■ TASK STATEMENT: Show each line of the records in which the word "bark" occurs.

------------------------

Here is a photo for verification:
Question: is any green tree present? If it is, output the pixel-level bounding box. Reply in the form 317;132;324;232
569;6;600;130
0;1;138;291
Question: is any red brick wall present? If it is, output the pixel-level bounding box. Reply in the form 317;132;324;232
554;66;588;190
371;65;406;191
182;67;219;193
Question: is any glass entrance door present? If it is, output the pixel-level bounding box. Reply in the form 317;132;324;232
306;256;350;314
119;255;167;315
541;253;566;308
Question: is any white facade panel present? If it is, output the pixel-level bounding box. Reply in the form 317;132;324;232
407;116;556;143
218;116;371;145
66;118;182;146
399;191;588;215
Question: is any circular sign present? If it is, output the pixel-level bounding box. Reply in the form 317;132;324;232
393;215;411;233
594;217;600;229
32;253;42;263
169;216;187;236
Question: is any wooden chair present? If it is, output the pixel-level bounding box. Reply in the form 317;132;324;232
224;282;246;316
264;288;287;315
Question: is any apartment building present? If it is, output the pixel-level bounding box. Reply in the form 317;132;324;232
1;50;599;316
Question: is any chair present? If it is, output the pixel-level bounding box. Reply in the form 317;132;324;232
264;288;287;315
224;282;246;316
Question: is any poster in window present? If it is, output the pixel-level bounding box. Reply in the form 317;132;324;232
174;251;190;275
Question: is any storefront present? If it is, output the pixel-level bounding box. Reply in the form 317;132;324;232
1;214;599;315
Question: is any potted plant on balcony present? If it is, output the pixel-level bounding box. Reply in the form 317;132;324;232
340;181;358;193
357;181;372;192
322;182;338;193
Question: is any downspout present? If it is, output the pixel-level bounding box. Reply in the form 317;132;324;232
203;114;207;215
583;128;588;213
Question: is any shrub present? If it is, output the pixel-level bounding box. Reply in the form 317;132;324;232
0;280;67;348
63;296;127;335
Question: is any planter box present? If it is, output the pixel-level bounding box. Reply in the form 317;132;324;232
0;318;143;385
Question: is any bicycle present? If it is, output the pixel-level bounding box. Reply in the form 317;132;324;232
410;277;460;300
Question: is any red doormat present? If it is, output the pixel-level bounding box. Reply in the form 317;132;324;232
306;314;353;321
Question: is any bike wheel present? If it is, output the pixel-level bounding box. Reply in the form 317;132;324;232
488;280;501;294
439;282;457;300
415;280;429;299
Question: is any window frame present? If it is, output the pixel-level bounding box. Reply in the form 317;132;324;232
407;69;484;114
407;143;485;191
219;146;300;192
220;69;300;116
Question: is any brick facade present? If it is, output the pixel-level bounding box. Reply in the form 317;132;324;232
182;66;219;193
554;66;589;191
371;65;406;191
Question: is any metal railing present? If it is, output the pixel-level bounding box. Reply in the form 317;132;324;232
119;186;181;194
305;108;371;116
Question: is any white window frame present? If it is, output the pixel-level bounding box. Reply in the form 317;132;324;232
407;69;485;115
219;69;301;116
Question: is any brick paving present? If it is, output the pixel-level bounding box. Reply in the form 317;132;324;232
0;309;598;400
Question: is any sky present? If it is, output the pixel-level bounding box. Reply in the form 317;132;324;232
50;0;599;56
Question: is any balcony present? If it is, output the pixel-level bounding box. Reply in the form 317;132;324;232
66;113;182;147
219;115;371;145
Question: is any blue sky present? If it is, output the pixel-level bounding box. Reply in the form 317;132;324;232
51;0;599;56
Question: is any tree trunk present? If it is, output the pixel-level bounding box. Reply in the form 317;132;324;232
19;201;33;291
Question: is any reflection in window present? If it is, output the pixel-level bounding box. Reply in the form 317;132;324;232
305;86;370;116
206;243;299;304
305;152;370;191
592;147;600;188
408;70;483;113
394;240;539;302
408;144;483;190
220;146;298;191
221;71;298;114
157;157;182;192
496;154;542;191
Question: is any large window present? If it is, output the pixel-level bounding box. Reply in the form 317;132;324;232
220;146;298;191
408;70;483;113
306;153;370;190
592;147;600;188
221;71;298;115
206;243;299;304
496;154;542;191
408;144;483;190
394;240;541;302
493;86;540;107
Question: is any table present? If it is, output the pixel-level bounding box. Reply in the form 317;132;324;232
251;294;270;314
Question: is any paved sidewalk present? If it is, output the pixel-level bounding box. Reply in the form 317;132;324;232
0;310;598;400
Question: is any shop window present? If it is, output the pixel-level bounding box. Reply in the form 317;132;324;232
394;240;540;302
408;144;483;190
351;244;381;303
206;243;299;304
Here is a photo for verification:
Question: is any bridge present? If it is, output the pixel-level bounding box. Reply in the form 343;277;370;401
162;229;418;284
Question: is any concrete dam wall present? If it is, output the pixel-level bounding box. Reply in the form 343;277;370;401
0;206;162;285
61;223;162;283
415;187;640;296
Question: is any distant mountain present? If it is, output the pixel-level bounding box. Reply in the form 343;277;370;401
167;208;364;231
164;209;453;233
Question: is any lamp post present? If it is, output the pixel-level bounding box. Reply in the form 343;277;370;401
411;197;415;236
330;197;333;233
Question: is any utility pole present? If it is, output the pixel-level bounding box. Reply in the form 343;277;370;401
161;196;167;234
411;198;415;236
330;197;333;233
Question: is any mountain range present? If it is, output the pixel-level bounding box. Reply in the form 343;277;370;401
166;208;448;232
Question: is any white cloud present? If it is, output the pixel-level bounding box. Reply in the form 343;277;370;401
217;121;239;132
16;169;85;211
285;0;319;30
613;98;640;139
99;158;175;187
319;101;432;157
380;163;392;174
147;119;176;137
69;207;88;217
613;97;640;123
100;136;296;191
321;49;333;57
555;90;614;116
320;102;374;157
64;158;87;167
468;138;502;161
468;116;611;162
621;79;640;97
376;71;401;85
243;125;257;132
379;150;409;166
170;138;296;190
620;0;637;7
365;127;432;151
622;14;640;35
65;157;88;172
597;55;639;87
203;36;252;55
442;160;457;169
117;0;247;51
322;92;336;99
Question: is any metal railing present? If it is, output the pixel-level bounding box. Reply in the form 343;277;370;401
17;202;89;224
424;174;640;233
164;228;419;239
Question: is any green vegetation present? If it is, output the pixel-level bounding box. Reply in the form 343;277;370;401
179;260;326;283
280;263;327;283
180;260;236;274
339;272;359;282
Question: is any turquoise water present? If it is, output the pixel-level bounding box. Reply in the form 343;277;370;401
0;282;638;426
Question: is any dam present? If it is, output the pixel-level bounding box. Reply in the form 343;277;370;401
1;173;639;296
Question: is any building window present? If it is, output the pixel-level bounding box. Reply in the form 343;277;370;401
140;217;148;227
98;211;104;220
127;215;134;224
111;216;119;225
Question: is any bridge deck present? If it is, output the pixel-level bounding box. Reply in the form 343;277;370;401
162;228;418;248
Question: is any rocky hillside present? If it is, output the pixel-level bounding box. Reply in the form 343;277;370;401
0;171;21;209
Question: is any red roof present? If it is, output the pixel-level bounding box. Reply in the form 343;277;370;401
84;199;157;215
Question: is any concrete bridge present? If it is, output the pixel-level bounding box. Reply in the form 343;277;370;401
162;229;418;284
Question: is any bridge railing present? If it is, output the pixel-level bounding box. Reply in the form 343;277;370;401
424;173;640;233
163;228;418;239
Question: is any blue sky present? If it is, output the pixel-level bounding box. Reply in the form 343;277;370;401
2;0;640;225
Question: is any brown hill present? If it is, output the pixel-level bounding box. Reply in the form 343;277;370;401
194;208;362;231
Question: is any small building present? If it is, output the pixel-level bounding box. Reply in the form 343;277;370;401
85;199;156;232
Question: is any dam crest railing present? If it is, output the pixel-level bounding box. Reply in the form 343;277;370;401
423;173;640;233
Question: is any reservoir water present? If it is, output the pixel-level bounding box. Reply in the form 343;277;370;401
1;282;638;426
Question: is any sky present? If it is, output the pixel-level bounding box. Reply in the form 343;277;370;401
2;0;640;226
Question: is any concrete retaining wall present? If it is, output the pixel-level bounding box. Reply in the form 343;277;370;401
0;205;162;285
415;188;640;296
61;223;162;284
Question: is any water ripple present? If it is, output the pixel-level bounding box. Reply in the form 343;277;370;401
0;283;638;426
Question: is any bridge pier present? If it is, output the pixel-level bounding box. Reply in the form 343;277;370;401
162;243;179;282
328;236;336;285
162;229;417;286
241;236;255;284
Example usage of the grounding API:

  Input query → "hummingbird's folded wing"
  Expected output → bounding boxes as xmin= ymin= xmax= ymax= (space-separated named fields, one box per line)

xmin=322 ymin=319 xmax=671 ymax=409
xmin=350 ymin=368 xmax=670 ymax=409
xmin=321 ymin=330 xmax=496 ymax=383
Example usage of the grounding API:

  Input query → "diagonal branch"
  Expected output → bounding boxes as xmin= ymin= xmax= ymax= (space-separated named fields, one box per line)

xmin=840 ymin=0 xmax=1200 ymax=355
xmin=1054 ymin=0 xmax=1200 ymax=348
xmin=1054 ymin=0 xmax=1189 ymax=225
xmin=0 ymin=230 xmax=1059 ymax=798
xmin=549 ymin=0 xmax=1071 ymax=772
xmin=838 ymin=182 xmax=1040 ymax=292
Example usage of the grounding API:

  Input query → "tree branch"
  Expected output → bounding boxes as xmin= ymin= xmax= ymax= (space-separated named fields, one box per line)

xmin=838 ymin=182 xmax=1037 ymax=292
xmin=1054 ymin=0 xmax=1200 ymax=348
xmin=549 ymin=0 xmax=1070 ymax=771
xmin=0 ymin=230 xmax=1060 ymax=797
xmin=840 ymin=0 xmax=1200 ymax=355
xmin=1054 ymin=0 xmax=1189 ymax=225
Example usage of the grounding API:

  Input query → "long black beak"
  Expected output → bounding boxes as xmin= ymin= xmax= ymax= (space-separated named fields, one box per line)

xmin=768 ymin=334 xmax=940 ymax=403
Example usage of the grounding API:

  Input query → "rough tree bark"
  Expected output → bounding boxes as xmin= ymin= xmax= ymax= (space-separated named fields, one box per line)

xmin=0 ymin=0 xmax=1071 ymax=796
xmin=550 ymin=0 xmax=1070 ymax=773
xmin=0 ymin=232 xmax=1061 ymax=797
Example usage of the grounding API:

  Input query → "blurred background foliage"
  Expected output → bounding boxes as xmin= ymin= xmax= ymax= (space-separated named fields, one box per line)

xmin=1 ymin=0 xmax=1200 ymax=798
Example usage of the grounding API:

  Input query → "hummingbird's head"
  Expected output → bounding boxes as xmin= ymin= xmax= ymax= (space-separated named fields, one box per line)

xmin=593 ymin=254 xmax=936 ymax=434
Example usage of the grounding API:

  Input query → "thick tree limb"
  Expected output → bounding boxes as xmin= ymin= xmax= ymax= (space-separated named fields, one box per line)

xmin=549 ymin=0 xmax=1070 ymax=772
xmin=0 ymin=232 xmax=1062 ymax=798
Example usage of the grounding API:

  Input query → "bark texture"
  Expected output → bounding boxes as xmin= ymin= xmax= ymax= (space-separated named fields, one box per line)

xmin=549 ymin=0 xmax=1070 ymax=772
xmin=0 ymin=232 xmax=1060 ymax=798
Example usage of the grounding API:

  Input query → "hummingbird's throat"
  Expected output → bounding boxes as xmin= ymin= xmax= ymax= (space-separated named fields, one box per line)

------------------------

■ EXERCISE SOLUTION:
  Input query → "rough tree bark"
  Input query → "bark texture"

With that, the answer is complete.